OBIETTIVO DICHIARATO:
Sostituisci "tower spire" con "bell tower" in tutte le righe e riscrivile senza cambiare nient'altro.

RIGHE FORNITE:

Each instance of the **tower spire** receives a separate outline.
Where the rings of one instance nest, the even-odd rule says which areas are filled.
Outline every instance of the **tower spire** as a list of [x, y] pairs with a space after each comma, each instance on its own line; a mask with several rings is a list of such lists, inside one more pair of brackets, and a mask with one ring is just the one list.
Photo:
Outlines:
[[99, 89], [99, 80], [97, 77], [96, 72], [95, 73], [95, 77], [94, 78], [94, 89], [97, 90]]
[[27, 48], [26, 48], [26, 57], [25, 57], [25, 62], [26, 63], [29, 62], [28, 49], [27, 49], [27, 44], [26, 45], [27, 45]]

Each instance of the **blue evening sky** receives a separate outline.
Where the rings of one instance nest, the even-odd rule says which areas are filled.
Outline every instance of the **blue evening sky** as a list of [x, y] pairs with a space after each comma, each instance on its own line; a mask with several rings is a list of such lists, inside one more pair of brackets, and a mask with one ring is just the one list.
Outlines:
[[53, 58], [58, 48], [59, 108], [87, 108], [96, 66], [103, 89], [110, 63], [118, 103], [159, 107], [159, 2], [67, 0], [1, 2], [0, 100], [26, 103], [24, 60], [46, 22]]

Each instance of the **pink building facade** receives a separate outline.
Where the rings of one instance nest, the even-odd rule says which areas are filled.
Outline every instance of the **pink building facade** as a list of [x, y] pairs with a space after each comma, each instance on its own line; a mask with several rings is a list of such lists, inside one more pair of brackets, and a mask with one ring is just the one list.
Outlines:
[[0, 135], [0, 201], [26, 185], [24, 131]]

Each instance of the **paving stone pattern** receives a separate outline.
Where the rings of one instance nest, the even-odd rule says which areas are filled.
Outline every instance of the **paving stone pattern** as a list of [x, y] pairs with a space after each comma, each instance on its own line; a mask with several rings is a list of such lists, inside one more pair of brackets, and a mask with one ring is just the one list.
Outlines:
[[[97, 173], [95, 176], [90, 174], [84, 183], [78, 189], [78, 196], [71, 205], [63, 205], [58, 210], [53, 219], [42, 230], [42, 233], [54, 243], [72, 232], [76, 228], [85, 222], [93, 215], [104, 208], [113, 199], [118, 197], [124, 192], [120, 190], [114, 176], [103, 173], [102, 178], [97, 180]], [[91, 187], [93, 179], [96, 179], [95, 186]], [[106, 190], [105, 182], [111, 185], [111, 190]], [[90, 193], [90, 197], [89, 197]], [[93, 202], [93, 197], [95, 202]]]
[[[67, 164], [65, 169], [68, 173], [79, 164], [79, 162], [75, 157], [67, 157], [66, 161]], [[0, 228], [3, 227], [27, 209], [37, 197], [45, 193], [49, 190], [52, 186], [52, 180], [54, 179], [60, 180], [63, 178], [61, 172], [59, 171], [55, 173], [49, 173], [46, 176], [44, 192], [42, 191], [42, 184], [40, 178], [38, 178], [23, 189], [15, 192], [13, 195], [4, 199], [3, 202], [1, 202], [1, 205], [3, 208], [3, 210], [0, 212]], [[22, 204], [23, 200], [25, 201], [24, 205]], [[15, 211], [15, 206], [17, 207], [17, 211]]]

RISPOSTA SCRITTA:
Each instance of the **bell tower** receives a separate outline.
Where the rings of one instance nest, the even-odd rule says which areas are filled.
Outline every instance of the **bell tower** as a list of [x, y] pairs with a space after each comma, each instance on its own line; a mask with several rings is a list of such lists, inside one more pair of brackets, and a mask with one ring is just the one list.
Photo:
Outlines:
[[99, 89], [99, 80], [97, 77], [96, 72], [95, 73], [95, 77], [94, 78], [94, 89], [97, 90]]
[[27, 48], [26, 48], [26, 57], [25, 57], [25, 62], [26, 63], [29, 62], [28, 49], [27, 49], [27, 44], [26, 45], [27, 45]]

Each instance of the **blue evening sky** receives a separate outline.
Where the rings of one instance nest, the even-odd rule says which areas are filled.
Outline every instance of the **blue evening sky** as a list of [x, y] pairs with a space after each comma, each instance on its own line; a mask with several rings is a list of such lists, inside one more pair of brackets, and a mask with one ring is just the one list.
Outlines:
[[53, 58], [58, 48], [59, 108], [87, 108], [96, 66], [103, 89], [110, 63], [118, 103], [159, 107], [159, 2], [67, 0], [1, 2], [0, 100], [26, 103], [24, 60], [46, 22]]

Each instance of the **pink building facade** receives a separate outline.
Where the rings of one instance nest, the even-odd rule says which areas are filled.
Outline every instance of the **pink building facade** as a list of [x, y] pairs with a space after each comma, each instance on its own line; a mask with several rings is a list of such lists, inside one more pair of brackets, and a mask with one ring is just the one list.
Outlines:
[[0, 135], [0, 201], [26, 185], [24, 131]]

Each instance of the **paving stone pattern** receives a separate outline.
Where the rings of one instance nest, the even-odd rule says which areas are filled.
Outline every instance of the **paving stone pattern** as a list of [x, y] pairs with a space after each comma, each instance on its own line; a mask with several rings is a list of such lists, inside one more pair of brackets, and a mask with one ring is just the one list.
Outlines:
[[[97, 173], [95, 176], [90, 174], [84, 183], [78, 189], [78, 196], [71, 205], [63, 205], [58, 210], [53, 219], [42, 230], [42, 233], [54, 243], [72, 232], [76, 228], [85, 222], [93, 215], [104, 208], [113, 199], [118, 197], [124, 192], [120, 190], [114, 176], [103, 173], [102, 178], [97, 180]], [[91, 187], [93, 179], [96, 179], [95, 186]], [[106, 190], [105, 182], [111, 185], [111, 190]], [[90, 193], [90, 197], [89, 197]], [[93, 202], [93, 197], [95, 202]]]
[[[67, 164], [65, 169], [68, 173], [79, 164], [79, 162], [75, 157], [67, 157], [66, 161]], [[0, 228], [3, 227], [27, 209], [37, 197], [45, 193], [49, 190], [52, 186], [52, 180], [54, 179], [60, 180], [63, 178], [61, 172], [59, 171], [55, 173], [49, 173], [46, 176], [44, 192], [42, 191], [42, 184], [40, 178], [38, 178], [23, 189], [15, 192], [13, 195], [4, 199], [3, 202], [1, 202], [1, 205], [3, 208], [3, 210], [0, 212]], [[22, 204], [23, 200], [25, 201], [24, 205]], [[15, 211], [15, 206], [17, 207], [17, 211]]]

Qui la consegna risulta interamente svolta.